__Excerpted passage__:
- - -

We had a great relationship, I felt like I was able to be vulnerable in emotion and be who I was with him. We laughed a lot, traveled well together, would meet up most days of the week even if it was just for lunch between work hours. Up until a few months before breaking it off he would talk about the future and “having more kids”. I always looked forward to being with him; we had many similar viewpoints and interests.

There were red flags such as I felt like his to-do list was long and came first before me (I was squeezed in or helped him with it), he was becoming a bit more critical of me and my interests, and there was 2 times in the end I felt like he was trying to push me to do things sexually I didn’t want to do even though I was saying no.
And as time went on between us, he still would talk about the situation with the ex a lot, with much anger. I would say a good 75% of the time we spent, his situation with ex would come up, sometimes a small comment jab, sometimes a full blown discussion. I would tell him that I didn’t like talking about this all the time, especially if we were on a date. He seemed to be somewhat mindful of this as time went on, but it still came up more than it should have.

I become more anxious and depressed over the last 6-8 mo due to some health problems (turned out to be minor things), moving into a new house of my own with some issues, financial anxiety, and a new, more stressful job, with no family nearby and a hard time finding friends that would regularly hang out with me.
I ended up becoming more needy of him in retrospect and less confident in myself. I hit a point where I asked him if he saw this turning into marriage in the future (we would talk about it offhandedly but I wanted a direct answer of what he was thinking). He said yes but not with all the anxiety/pessimism I had. I told him he needed to resolve his anger with ex-wife situation as well before we moved to marriage.

After a tough period this summer, stressful life changes for him and for me, he ended up breaking it off because he “didn’t think I loved him well enough” and he couldn’t handle the fact that “I wasn’t an oasis for him”. He said “he would rather be alone the rest of his life than be in turmoil.” As he was breaking up with me, he said lately he has been having dreams of memories of his ex and the kids. He wanted to know that I still loved him though. I had all the emotions and did the crazy texting, calling him until he picked up several times, essentially begging him to come back. He only ever reached out to me once after the breakup, the rest of it was me reaching out. One time he saw me at the pool and approached me telling me all about his new job excitedly, what was going on in his life. I reached out to him and asked him for a more firm idea of whether this was a temporary time apart or more permanent in his mind, and he told me he had no plans on asking me out on a date but was miffed that I needed a hard answer. I asked his best friend if he thought the door was closed on us, he said he didn’t think so, just that I play it cool.

- - -

__Written request 1__:
Condense the paragraph of the breakup account beginning "And as time went on between us" into a shorter version that keeps its main facts.
__Written request 2__:
Write what comes next in the breakup account, starting after its final sentence.
The records have no connection to the breakup account.

- - -

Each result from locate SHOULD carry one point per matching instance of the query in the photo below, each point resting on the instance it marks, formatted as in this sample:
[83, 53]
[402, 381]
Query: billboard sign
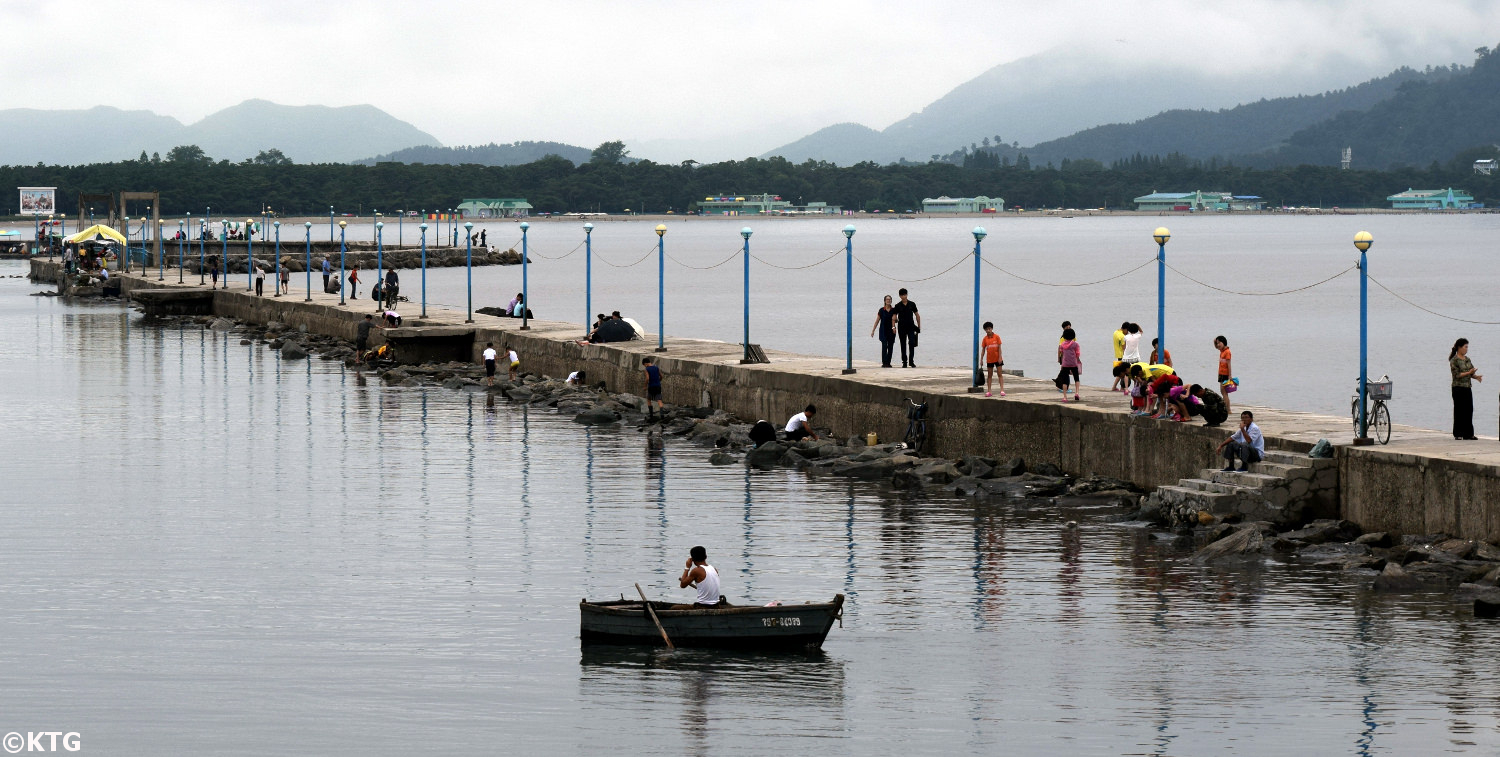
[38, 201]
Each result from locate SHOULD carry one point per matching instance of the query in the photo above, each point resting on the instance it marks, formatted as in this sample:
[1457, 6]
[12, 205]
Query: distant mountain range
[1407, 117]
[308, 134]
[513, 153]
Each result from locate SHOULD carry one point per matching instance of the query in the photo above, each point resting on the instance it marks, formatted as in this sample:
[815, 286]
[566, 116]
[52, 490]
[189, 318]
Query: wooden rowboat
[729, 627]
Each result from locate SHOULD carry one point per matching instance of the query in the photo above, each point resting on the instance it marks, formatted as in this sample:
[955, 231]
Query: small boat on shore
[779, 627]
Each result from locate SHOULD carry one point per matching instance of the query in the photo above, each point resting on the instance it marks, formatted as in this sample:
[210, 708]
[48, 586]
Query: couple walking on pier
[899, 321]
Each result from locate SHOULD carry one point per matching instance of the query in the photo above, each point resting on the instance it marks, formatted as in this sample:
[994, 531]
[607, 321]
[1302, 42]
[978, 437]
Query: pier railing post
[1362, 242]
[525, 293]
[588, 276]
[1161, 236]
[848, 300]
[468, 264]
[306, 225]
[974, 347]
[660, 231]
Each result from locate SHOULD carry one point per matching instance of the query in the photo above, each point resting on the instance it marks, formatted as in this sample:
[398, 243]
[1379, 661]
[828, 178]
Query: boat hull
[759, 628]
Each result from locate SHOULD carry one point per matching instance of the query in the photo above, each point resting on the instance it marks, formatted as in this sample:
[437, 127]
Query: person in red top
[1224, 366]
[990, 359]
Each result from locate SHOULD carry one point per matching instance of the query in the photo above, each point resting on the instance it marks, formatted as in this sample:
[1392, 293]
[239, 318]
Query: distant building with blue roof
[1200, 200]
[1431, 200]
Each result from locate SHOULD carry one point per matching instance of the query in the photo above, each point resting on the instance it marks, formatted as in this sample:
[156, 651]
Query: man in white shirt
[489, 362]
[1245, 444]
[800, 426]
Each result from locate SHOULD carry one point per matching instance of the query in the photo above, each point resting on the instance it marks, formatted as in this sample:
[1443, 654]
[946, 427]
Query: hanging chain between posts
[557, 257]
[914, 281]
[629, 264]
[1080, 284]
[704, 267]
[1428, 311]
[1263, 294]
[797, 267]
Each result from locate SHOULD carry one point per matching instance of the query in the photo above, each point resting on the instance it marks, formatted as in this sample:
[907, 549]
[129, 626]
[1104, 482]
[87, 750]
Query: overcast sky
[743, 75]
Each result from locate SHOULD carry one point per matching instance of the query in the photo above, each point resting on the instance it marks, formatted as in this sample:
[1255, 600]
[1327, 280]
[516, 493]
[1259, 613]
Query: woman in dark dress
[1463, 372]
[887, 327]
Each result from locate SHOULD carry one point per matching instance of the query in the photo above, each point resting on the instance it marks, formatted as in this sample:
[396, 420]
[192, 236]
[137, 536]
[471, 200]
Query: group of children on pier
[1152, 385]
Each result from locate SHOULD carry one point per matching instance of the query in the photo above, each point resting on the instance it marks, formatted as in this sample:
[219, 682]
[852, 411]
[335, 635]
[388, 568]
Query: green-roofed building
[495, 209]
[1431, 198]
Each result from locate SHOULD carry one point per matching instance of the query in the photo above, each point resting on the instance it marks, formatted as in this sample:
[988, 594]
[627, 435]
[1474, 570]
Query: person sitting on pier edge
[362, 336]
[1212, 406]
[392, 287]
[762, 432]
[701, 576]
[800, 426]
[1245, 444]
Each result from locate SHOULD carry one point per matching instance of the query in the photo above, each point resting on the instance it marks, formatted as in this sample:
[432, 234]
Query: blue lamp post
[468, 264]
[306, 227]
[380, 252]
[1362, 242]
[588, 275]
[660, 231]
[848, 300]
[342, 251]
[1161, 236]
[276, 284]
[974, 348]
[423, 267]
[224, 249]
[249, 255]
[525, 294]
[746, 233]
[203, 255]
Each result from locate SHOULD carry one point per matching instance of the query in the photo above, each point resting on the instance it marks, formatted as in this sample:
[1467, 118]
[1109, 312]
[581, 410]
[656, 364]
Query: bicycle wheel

- - -

__Task response 1__:
Over time he still talked angrily about his ex a lot, and it came up in about 75% of our time together, from small jabs to full-blown discussions. I told him I didn't like discussing it constantly, especially on dates. He became somewhat more mindful, but it still came up more than it should have.

__Task response 2__:
I saw him the other week at church and went to the service he usually doesn’t go to, but he was there, he bolted out of there to avoid talking to me, I passed him at a stoplight and waved, he just had a blank look on his face.

I am on 3 weeks of no contact, have been on several dates, been going to counseling, working on myself, learning tennis, trying to come out of the sadness of this still. My plan was to send a notecard in the mail at 30+ days. Friends/family have told me to not contact him, especially due to his reaction at church last week, they say he must be done and over and has issues of his own to work through, this would be too early.

Any thoughts on whether this is too early to send a letter (similar to one in the guide)? Let him contact me only? Does he seem like he is too far gone with his problems and past?

OMG. You dodged a bullet, can’t you see that? This guy is abusive and controlling. He was critical of you and pushing sexual things you didn’t want to do. And he still holds resentment of his ex-wife. I guarantee if you live with him, it will get much worse! Don’t you think you deserve better? Stop romanticizing the relationship and be glad he’s out of your life. Talk with your counselor honestly about this and listen to any advice offered. Do not send him a letter as I’m sure he would enjoy seeing you begging and groveling. Use you head and look at the situation objectively.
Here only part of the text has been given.